Ditching Covid restrictions now goes against all evidence | Letters

With soaring case numbers, death rates should concern us, writes Chris Sexton, while Prof Andrew Dobson is concerned about new Covid variants. Plus Robin Saphra says dropping mask-wearing requirements puts volunteer vaccinators like him and thousands of others at risk

On the BBC’s Today programme this week, Sajid Javid was correct to say that prior to the vaccinations, 25,000 Covid cases a day were giving rise to about 500 deaths (Report, 6 July). But his claim that the ratio is now only one-thirtieth of that was entirely disingenuous.

It is true that the current moving averages of 25,447 daily cases and 18.14 deaths reduces the apparent ratio to about one-thirtieth of what it was. But this fails to recognise that there is a delay between infection and death. And the current 18 deaths result from cases reported 16 days ago, when they were running at 9,109. So the incidence of deaths to infections is not reduced to one-thirtieth of what it was, but only to one-eighth. And the difference between the two, in terms of fatalities, is huge.

- **Items from a data source**

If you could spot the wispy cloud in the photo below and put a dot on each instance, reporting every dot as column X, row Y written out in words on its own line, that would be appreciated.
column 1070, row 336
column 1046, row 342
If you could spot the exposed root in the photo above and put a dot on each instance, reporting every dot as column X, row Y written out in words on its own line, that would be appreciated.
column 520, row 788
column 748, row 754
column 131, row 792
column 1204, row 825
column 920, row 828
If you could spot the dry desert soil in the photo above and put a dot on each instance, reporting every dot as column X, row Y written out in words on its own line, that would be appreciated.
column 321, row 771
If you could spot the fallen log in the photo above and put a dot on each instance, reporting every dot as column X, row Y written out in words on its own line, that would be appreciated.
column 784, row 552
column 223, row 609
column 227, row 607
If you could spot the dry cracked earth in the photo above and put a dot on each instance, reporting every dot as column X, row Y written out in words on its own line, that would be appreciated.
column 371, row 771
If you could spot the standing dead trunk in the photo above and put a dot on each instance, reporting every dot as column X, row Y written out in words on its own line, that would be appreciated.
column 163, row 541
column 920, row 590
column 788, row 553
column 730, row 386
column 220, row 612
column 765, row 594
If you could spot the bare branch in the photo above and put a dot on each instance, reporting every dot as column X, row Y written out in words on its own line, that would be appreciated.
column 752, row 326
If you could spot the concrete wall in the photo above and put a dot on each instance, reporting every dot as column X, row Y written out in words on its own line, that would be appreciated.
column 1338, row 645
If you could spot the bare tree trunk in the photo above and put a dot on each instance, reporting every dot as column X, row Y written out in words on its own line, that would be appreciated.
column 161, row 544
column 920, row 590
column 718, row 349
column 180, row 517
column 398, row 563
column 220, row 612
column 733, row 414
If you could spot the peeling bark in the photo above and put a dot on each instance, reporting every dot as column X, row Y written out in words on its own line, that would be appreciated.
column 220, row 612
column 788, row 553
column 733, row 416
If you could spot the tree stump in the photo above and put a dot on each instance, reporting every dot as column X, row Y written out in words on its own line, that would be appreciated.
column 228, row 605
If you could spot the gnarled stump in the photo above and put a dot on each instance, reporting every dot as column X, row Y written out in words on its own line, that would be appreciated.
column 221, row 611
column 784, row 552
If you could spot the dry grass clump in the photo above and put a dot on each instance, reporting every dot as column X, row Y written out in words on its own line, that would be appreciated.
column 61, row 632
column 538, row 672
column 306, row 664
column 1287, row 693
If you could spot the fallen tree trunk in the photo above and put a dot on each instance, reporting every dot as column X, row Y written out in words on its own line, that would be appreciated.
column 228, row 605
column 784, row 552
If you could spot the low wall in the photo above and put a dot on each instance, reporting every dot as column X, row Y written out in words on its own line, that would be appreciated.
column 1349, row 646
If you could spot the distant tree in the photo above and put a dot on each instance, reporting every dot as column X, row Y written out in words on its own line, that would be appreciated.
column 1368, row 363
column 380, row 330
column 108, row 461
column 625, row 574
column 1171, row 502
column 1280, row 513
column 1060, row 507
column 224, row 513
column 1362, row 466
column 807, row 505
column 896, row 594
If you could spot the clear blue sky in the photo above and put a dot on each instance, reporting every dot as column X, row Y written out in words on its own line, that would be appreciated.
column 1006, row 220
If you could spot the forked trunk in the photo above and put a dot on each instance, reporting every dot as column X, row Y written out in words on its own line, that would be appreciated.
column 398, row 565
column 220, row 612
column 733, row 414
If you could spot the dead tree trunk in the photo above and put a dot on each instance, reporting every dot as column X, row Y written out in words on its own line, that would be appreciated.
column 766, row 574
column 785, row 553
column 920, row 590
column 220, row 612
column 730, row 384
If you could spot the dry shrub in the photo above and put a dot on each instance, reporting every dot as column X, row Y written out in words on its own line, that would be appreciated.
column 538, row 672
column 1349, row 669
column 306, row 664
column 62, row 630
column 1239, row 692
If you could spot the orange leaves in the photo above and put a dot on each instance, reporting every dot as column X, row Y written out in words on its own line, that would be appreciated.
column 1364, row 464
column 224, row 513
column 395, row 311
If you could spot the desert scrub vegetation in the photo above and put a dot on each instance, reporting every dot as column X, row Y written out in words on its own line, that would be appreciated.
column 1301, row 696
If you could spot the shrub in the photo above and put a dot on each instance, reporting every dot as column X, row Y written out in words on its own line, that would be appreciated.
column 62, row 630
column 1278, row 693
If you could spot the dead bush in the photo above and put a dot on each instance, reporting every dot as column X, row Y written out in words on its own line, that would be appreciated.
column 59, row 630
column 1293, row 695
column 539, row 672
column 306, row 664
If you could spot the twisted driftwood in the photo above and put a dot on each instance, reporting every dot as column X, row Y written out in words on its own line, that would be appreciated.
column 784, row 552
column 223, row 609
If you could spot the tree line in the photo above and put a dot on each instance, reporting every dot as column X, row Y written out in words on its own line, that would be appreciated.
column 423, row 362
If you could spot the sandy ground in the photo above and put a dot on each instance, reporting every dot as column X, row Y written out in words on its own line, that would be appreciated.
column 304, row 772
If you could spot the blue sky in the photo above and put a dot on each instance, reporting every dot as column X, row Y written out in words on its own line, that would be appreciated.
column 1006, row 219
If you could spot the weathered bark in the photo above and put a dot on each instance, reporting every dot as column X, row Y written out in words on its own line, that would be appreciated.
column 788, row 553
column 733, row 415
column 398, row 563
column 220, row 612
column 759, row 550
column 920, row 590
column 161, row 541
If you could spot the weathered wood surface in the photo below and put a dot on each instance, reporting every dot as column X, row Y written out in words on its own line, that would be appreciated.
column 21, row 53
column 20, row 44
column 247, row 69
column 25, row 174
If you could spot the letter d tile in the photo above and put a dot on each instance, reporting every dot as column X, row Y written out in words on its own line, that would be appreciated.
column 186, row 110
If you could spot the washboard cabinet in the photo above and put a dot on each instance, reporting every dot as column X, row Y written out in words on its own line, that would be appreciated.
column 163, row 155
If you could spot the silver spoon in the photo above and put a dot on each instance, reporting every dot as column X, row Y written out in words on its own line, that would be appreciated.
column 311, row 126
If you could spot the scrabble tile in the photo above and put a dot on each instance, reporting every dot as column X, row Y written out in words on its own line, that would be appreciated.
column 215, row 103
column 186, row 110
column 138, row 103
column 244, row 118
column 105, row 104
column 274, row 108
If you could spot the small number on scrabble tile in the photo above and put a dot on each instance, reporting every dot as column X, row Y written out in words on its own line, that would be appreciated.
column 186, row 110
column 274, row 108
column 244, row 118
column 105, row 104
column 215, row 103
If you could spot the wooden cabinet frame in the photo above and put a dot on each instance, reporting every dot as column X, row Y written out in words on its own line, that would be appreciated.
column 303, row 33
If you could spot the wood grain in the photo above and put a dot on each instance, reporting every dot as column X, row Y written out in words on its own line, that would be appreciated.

- **PROBLEMS TO WORK ON**
**a.** According to the letters on Covid restrictions, how many daily cases were being reported 16 days before the current 18 deaths?
**b.** List every person named in the letters on Covid restrictions.
**c.** Write out the passage of the letters on Covid restrictions starting with "On the BBC’s" and going on through "was entirely disingenuous.".

- **LIST OF SOLUTIONS**
**a.** 9,109

**b.** Chris Sexton, Andrew Dobson, Robin Saphra, Sajid Javid

**c.**
On the BBC’s Today programme this week, Sajid Javid was correct to say that prior to the vaccinations, 25,000 Covid cases a day were giving rise to about 500 deaths (Report, 6 July). But his claim that the ratio is now only one-thirtieth of that was entirely disingenuous.